Named-object pointing records
---+---
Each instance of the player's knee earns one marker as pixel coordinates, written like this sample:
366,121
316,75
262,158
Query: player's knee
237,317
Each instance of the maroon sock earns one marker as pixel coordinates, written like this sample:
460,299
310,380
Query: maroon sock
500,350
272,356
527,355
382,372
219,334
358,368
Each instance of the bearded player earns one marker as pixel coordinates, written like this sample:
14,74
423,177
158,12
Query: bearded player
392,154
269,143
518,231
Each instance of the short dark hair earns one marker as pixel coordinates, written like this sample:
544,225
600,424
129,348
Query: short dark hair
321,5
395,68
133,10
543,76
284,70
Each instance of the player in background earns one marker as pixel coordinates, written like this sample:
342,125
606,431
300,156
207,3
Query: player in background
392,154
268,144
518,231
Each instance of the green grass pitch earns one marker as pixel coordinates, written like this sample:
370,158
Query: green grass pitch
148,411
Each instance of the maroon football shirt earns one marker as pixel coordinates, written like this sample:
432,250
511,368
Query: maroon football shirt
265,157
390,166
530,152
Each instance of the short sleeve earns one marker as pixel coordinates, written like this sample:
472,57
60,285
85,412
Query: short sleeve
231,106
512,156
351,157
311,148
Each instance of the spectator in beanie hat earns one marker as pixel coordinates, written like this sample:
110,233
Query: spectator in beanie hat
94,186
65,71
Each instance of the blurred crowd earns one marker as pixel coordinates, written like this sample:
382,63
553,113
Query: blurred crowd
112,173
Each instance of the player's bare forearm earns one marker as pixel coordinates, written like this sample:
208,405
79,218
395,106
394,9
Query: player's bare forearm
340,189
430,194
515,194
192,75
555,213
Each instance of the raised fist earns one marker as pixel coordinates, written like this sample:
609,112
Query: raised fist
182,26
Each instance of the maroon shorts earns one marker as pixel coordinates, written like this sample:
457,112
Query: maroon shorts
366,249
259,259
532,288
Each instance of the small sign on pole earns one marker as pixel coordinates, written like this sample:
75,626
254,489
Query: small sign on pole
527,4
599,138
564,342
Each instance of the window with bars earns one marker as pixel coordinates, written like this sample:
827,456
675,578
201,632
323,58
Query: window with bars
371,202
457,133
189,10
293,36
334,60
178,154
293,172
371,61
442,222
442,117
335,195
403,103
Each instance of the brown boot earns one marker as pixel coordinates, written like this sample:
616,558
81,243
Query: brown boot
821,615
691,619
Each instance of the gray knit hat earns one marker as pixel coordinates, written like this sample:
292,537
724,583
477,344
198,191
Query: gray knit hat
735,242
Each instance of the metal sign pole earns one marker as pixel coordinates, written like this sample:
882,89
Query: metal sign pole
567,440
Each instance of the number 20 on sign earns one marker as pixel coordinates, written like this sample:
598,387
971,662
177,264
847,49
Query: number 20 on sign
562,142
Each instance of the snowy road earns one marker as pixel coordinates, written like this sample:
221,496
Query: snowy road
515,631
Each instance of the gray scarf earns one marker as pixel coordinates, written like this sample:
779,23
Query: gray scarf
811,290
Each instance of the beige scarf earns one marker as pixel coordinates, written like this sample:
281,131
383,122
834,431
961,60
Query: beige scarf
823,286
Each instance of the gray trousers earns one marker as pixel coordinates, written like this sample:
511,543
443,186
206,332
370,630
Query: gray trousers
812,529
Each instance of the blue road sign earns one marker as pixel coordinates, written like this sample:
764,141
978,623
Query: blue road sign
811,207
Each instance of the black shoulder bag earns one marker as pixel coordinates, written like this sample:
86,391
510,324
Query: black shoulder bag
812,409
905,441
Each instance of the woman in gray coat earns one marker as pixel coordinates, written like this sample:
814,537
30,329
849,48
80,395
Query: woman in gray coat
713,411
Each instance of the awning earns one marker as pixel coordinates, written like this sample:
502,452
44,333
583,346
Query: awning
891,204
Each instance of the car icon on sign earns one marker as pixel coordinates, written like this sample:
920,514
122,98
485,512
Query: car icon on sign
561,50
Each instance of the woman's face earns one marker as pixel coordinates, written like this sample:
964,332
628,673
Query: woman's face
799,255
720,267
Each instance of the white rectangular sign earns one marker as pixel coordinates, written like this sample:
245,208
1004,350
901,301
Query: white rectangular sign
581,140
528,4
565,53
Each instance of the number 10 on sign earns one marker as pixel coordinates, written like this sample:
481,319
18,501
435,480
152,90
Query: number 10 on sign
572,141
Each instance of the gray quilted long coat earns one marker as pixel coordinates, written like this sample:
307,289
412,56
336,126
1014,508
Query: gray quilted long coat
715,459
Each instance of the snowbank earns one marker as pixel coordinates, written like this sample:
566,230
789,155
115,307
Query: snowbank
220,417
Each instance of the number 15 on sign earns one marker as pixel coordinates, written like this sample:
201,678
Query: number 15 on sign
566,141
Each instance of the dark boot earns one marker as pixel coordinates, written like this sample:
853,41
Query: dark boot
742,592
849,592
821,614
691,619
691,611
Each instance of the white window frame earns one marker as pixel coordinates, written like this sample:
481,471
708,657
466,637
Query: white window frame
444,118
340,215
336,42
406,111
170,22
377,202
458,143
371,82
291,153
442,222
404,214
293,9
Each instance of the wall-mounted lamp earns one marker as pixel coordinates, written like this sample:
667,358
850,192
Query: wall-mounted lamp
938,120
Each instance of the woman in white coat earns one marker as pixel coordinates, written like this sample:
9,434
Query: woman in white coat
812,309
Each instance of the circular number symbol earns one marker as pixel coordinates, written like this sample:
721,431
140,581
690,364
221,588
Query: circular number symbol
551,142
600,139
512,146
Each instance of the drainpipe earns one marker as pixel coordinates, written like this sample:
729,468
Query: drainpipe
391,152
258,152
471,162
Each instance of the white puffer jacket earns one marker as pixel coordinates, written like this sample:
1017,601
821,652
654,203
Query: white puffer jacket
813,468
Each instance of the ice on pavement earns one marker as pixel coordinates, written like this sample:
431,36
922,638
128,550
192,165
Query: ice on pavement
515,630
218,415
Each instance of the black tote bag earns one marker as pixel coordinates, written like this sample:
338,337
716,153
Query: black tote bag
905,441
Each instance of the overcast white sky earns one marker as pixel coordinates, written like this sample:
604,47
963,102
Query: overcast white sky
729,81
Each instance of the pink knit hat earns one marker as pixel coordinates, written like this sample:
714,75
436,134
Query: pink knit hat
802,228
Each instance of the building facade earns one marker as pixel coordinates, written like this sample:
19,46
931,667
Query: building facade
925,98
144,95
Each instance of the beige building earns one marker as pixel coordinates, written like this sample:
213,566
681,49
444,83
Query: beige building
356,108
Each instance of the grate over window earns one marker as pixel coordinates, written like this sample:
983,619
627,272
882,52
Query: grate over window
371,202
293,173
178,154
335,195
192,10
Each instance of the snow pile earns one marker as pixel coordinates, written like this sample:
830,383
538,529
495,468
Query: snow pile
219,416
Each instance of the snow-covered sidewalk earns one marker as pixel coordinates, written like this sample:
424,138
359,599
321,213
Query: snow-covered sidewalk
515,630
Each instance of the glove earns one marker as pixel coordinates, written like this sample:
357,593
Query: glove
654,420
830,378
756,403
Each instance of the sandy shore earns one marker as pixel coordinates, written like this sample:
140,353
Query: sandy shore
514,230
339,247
---+---
### THE EXERCISE
Using the material above, reproduce exactly the line that contains "Each instance of the building" and all lines after it through the last one, and only those.

### SOLUTION FOR THIS PROBLEM
Each instance of the building facade earns one marker as pixel coordinates, written like this sample:
19,46
931,667
Query: building facade
925,98
144,95
Each instance of the beige building earns one marker as pixel coordinates, written like this sample:
213,566
681,49
444,83
Query: beige building
356,108
Each instance of the grate over window earns one marker as pixel coordinates, written like this sample:
983,619
627,272
882,52
Query: grate over window
371,202
293,173
178,154
335,195
192,10
Each instance of the snow pile earns one marker as pixel coordinates, written like this sample:
830,383
538,529
495,468
Query: snow pile
219,416
Each instance of the snow-covered sidewalk earns one marker as pixel coordinates, written like this sample:
424,138
359,599
321,213
Query: snow-covered sidewalk
515,630
Each instance of the glove earns one marker as pixel coordinates, written like this sample:
357,593
Query: glove
654,420
830,378
756,403
Each instance of the sandy shore earns one marker as pixel coordinates, written like this sample:
140,353
Query: sandy shore
514,230
339,247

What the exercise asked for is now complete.